START Data listing
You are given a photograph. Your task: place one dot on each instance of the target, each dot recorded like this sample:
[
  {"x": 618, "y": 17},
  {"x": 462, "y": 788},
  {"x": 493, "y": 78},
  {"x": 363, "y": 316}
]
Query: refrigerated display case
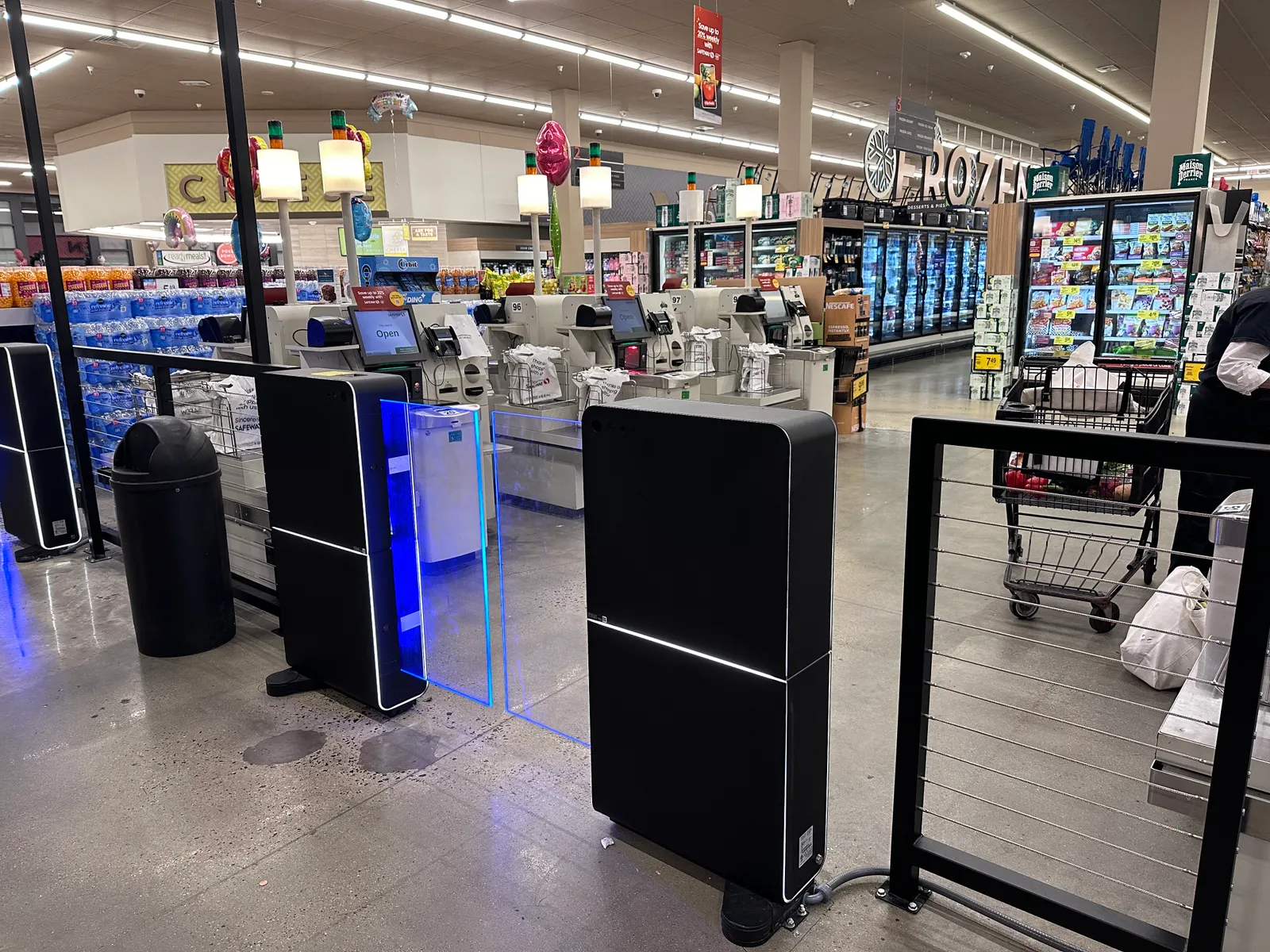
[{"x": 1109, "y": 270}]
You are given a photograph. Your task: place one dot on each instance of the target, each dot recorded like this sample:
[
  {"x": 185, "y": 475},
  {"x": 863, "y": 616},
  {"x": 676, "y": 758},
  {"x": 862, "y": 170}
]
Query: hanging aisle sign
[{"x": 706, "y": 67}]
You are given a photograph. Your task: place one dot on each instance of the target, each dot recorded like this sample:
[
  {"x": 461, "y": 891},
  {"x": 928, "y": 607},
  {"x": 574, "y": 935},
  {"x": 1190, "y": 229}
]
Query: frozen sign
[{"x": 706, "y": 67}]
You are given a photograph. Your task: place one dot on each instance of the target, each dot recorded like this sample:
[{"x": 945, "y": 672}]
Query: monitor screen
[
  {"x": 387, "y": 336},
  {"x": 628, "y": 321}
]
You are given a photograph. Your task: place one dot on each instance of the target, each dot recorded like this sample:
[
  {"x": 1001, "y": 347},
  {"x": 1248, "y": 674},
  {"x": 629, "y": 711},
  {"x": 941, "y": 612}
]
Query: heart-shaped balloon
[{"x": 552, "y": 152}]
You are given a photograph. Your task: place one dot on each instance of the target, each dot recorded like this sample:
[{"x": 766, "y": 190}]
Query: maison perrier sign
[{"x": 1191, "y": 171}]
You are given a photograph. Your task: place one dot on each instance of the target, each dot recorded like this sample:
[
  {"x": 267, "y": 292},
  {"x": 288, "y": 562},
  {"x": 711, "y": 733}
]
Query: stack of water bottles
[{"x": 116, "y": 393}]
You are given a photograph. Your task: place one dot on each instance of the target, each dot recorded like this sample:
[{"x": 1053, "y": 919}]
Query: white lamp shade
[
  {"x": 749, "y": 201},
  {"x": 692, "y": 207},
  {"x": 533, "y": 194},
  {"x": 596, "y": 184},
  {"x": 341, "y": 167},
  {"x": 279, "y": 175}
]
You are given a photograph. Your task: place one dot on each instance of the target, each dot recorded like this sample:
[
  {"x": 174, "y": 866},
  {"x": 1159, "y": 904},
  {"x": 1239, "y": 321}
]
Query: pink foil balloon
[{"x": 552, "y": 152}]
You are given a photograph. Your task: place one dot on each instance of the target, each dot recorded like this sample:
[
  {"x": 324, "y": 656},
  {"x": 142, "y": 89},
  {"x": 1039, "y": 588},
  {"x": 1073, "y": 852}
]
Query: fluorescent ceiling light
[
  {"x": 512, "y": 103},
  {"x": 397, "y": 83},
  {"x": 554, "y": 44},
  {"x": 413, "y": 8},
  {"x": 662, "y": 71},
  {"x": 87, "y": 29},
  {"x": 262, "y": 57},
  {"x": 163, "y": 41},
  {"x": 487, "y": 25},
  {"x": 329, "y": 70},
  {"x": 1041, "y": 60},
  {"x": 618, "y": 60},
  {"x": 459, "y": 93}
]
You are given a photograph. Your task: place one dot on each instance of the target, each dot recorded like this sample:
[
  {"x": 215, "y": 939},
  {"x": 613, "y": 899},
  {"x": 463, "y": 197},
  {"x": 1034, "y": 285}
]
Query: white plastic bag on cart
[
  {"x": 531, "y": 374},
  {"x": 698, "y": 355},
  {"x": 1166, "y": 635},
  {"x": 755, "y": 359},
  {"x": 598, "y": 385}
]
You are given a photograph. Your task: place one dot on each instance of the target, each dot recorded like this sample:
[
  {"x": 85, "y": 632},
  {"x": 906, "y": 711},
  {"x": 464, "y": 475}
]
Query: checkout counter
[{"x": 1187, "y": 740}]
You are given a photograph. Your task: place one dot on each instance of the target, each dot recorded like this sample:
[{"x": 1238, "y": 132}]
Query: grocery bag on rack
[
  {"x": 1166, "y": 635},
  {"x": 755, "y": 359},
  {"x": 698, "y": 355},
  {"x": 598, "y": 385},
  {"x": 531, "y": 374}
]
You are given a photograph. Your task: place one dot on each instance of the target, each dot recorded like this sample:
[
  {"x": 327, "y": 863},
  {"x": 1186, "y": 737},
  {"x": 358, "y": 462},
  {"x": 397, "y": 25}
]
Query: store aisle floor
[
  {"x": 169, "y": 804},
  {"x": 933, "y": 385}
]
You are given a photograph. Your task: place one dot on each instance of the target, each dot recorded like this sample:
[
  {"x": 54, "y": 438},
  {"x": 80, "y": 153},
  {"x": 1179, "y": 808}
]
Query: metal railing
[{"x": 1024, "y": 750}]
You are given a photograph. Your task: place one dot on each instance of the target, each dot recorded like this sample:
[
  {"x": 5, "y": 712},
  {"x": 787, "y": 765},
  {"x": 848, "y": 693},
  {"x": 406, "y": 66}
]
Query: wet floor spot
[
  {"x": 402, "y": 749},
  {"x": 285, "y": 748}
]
END Data listing
Apart from the images, every line above needs to be printed again exactly.

Result of this exercise -
You are given a photograph. Your task: place one dot on each instance of the target, each dot recorded like this sample:
[
  {"x": 618, "y": 17},
  {"x": 462, "y": 788},
  {"x": 493, "y": 78},
  {"x": 363, "y": 316}
]
Query: refrigerated display case
[{"x": 1109, "y": 270}]
You are given a photograph. Your task: place one dot on each instance of the target, each dot recorded like this sample:
[
  {"x": 185, "y": 475},
  {"x": 863, "y": 616},
  {"x": 676, "y": 758},
  {"x": 862, "y": 170}
]
Query: hanging aisle sign
[{"x": 706, "y": 67}]
You are given a photograph. Your task: place one dot on each instance of the target, each dot recorded like this sample:
[
  {"x": 461, "y": 891},
  {"x": 928, "y": 607},
  {"x": 574, "y": 935},
  {"x": 1190, "y": 229}
]
Query: frozen sign
[{"x": 706, "y": 67}]
You are given a photograph. Your task: place one dot on each instance of the target, each dot recorded like this sample:
[{"x": 945, "y": 672}]
Query: monitor screen
[
  {"x": 387, "y": 336},
  {"x": 628, "y": 321}
]
You are given a photograph. Your task: place one dot on each instance of the target, each dot recorded like this sample:
[
  {"x": 1001, "y": 347},
  {"x": 1248, "y": 674},
  {"x": 629, "y": 711},
  {"x": 941, "y": 612}
]
Query: heart-shaped balloon
[{"x": 552, "y": 152}]
You are given a photograph. Your task: place one dot on each instance of the target, each dot recorded like this sample:
[{"x": 766, "y": 190}]
Query: maison perrier sign
[{"x": 1191, "y": 171}]
You are given a photograph. Your task: place one dot on each instance of the target, each dot recorded like this sample:
[
  {"x": 267, "y": 292},
  {"x": 288, "y": 562},
  {"x": 711, "y": 733}
]
Query: stack of water bottles
[{"x": 116, "y": 393}]
You are given a photograph. Your task: place one dot on each instance of the target, each dot recorded like this sample:
[{"x": 1053, "y": 919}]
Query: white lamp shade
[
  {"x": 749, "y": 201},
  {"x": 692, "y": 207},
  {"x": 533, "y": 194},
  {"x": 596, "y": 184},
  {"x": 341, "y": 167},
  {"x": 279, "y": 175}
]
You are given a photograph. Your task: place one dot on each instance of the target, each dot recorded like this sample:
[
  {"x": 174, "y": 866},
  {"x": 1159, "y": 904},
  {"x": 1239, "y": 321}
]
Query: pink foil balloon
[{"x": 552, "y": 152}]
You are given a photograph. Your task: place one dot on each instance of the target, each dot recorded like this sample:
[
  {"x": 324, "y": 656},
  {"x": 142, "y": 89},
  {"x": 1039, "y": 588},
  {"x": 1073, "y": 852}
]
Query: fluorescent ceiling light
[
  {"x": 512, "y": 103},
  {"x": 397, "y": 83},
  {"x": 554, "y": 44},
  {"x": 413, "y": 8},
  {"x": 662, "y": 71},
  {"x": 87, "y": 29},
  {"x": 262, "y": 57},
  {"x": 163, "y": 41},
  {"x": 487, "y": 25},
  {"x": 329, "y": 70},
  {"x": 1041, "y": 60},
  {"x": 618, "y": 60},
  {"x": 459, "y": 93}
]
You are given a photograph. Your task: place one dot on each instance of the target, each dot recorded like this sample:
[
  {"x": 215, "y": 939},
  {"x": 613, "y": 899},
  {"x": 463, "y": 197},
  {"x": 1034, "y": 285}
]
Query: white plastic bag on cart
[
  {"x": 531, "y": 374},
  {"x": 698, "y": 355},
  {"x": 1166, "y": 635},
  {"x": 755, "y": 359},
  {"x": 598, "y": 385}
]
You are given a photograph. Your task: place one dot on each instance of the target, each dot recorded like this sample:
[
  {"x": 85, "y": 632},
  {"x": 906, "y": 711},
  {"x": 464, "y": 475}
]
Query: checkout counter
[{"x": 1187, "y": 740}]
You are given a photograph. Your task: place one dot on each instance of the target, each dot recorded like this sample:
[{"x": 1238, "y": 132}]
Query: grocery bag on rack
[
  {"x": 1166, "y": 635},
  {"x": 755, "y": 359},
  {"x": 698, "y": 355},
  {"x": 598, "y": 385},
  {"x": 531, "y": 374}
]
You are given a photograph. Your task: place one dot on each instance of the target, each dot recorded like this sample:
[
  {"x": 327, "y": 863},
  {"x": 1186, "y": 737},
  {"x": 358, "y": 462},
  {"x": 397, "y": 25}
]
Query: store aisle floor
[
  {"x": 169, "y": 804},
  {"x": 933, "y": 385}
]
You are given a photograph. Your task: place one dot on each instance of the target, each dot recorded like this sample:
[
  {"x": 54, "y": 438},
  {"x": 80, "y": 153},
  {"x": 1179, "y": 808}
]
Query: metal railing
[{"x": 1024, "y": 750}]
You are given a photograph. Your task: place one dot on each instance of the target, each dot recorded like this sample:
[
  {"x": 5, "y": 712},
  {"x": 787, "y": 765},
  {"x": 848, "y": 693},
  {"x": 406, "y": 66}
]
Query: wet floor spot
[
  {"x": 402, "y": 749},
  {"x": 285, "y": 748}
]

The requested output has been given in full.